Transcribe all data verbatim. Skip the pictures.
○ ○ ○ ○ ○ ○ ○
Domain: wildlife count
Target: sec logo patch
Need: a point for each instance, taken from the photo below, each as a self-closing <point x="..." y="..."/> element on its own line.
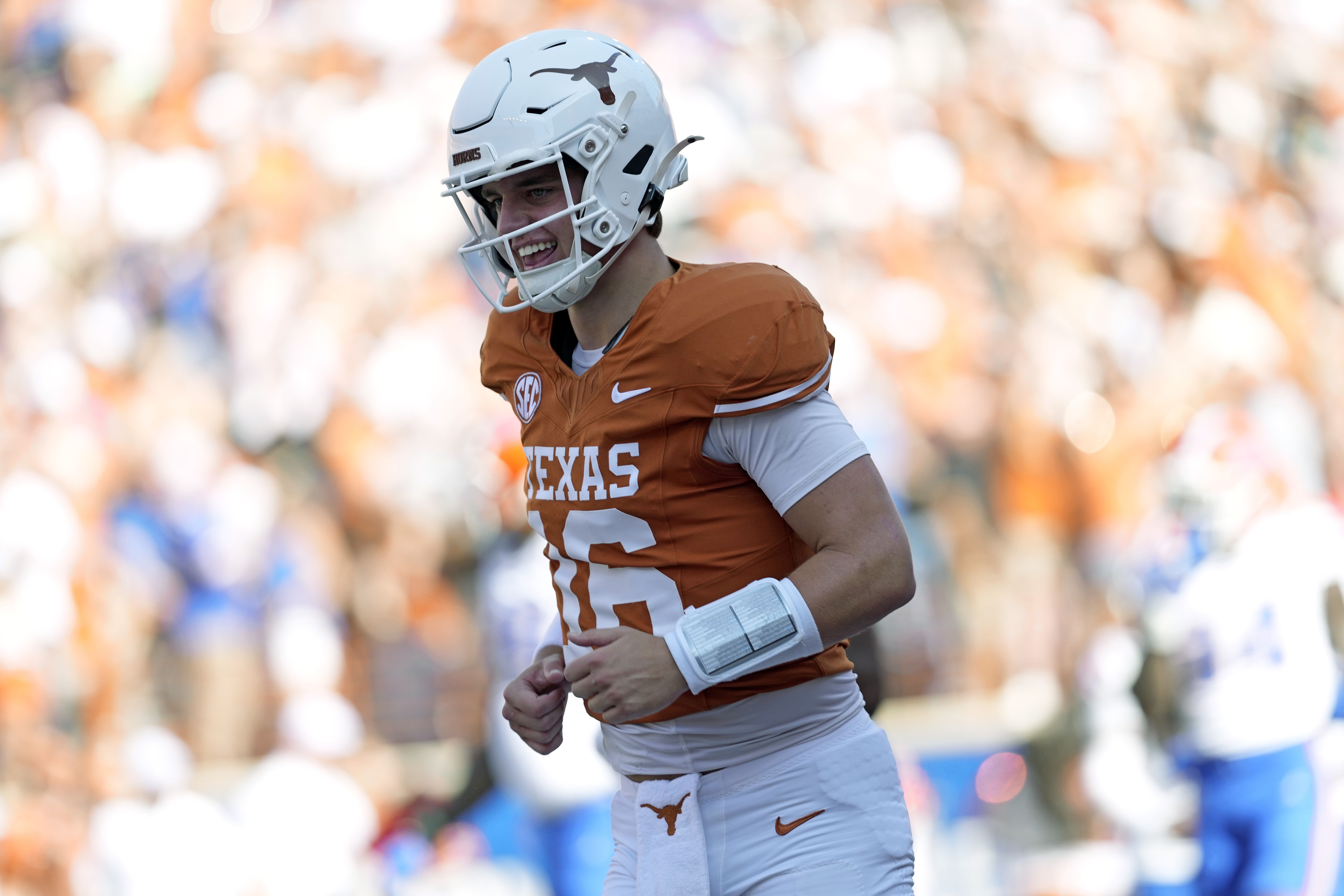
<point x="527" y="395"/>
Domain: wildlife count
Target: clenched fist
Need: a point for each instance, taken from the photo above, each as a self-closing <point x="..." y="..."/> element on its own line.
<point x="534" y="703"/>
<point x="630" y="675"/>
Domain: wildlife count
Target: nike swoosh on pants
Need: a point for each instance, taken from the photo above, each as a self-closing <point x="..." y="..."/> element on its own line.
<point x="617" y="395"/>
<point x="784" y="829"/>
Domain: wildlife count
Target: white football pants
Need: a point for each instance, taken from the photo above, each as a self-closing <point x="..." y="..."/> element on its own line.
<point x="859" y="845"/>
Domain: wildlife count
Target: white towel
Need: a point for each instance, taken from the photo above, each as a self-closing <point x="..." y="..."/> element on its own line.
<point x="673" y="858"/>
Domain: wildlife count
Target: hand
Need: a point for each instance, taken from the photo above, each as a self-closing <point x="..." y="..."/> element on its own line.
<point x="630" y="675"/>
<point x="534" y="703"/>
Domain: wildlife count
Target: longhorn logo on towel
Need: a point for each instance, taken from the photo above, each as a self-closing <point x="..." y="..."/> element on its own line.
<point x="668" y="813"/>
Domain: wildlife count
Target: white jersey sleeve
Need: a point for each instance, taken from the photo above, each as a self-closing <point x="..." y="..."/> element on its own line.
<point x="788" y="451"/>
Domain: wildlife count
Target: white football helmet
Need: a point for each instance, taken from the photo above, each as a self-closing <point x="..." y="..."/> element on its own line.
<point x="550" y="99"/>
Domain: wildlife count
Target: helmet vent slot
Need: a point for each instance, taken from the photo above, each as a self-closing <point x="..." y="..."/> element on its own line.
<point x="639" y="162"/>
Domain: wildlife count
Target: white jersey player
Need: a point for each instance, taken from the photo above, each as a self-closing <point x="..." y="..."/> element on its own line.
<point x="1258" y="675"/>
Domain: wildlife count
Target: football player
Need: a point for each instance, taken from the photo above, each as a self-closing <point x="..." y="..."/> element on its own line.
<point x="716" y="530"/>
<point x="1248" y="631"/>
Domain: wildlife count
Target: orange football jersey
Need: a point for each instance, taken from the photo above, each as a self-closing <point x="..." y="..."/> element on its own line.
<point x="639" y="523"/>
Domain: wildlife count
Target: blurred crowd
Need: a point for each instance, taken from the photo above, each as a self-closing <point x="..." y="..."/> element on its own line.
○ ○ ○ ○ ○ ○ ○
* **ANSWER TO THE PROBLEM**
Domain: wildlife count
Target: sec logo patch
Need: a point for each instance, taken from the photo below, each as a self-closing <point x="..." y="..."/> element on its own line.
<point x="527" y="395"/>
Domain: wildlife count
Target: clenched fist
Need: a point for each instance, taken from the photo above, each as a self-closing <point x="..." y="..."/> element on its own line.
<point x="534" y="703"/>
<point x="630" y="675"/>
Domain: wildlife count
Target: nike swoosh on pants
Need: a point for each instance, taken from the photo above, each as a self-closing <point x="..." y="..."/> element on its own line.
<point x="617" y="395"/>
<point x="784" y="829"/>
Domain: wildlife count
Target: white football pants
Need: a point for each instance, taken from the photo above, each as a self-closing <point x="..." y="..."/> element on its own line.
<point x="859" y="845"/>
Domain: wildlife count
Target: white towel
Need: a point for each instance, taken from the photo above, each as a self-closing <point x="..." y="..."/> element on its own line.
<point x="673" y="858"/>
Domain: wildlife count
Target: hand
Need: a point for each instance, taken from the photo above, each as a self-closing <point x="..." y="..."/> element on its own line.
<point x="630" y="675"/>
<point x="534" y="703"/>
Domain: wildlife count
Target: longhorn logo on towel
Need: a point for each instance, taken from the photo above, each as a self-closing <point x="..." y="..."/> element on its own line.
<point x="668" y="813"/>
Domain: wildlife count
Target: white jersey sleeve
Need: a point for each instance, taken from the photo above, each as a self-closing <point x="..." y="..."/> element on its own line.
<point x="788" y="451"/>
Domain: wildlife count
Target: white football helmet
Need: a point for each instance, taken from the photo above, each as a self-closing <point x="..." y="..."/> element on its own line.
<point x="550" y="99"/>
Domain: wildlife count
Target: helmet vent slot
Need: a point for each instance, taken from the photo above, each as a self-closing <point x="..." y="..."/> element on its own line.
<point x="639" y="162"/>
Domain: wildlife count
Target: white jersey player
Need: a point for each instance, taken from the photo above, each as a self-closing <point x="..." y="..."/> element on its own line.
<point x="1258" y="675"/>
Domain: wildlife count
Target: football player
Need: a point for each instance, taken from the photo above, each as a self-closing <point x="..." y="..."/> element on its own line.
<point x="716" y="530"/>
<point x="1248" y="631"/>
Domain: wildlife count
Target: orange football jersey
Need: a point for each instance, taken from the photo above, each as a self-closing <point x="..." y="..."/> element on its own line.
<point x="639" y="523"/>
Domain: wildlife count
Target: blurred crowd
Need: a point for each instance, taken from the photo above, each as a self-closing <point x="..." y="..."/> element on its own line.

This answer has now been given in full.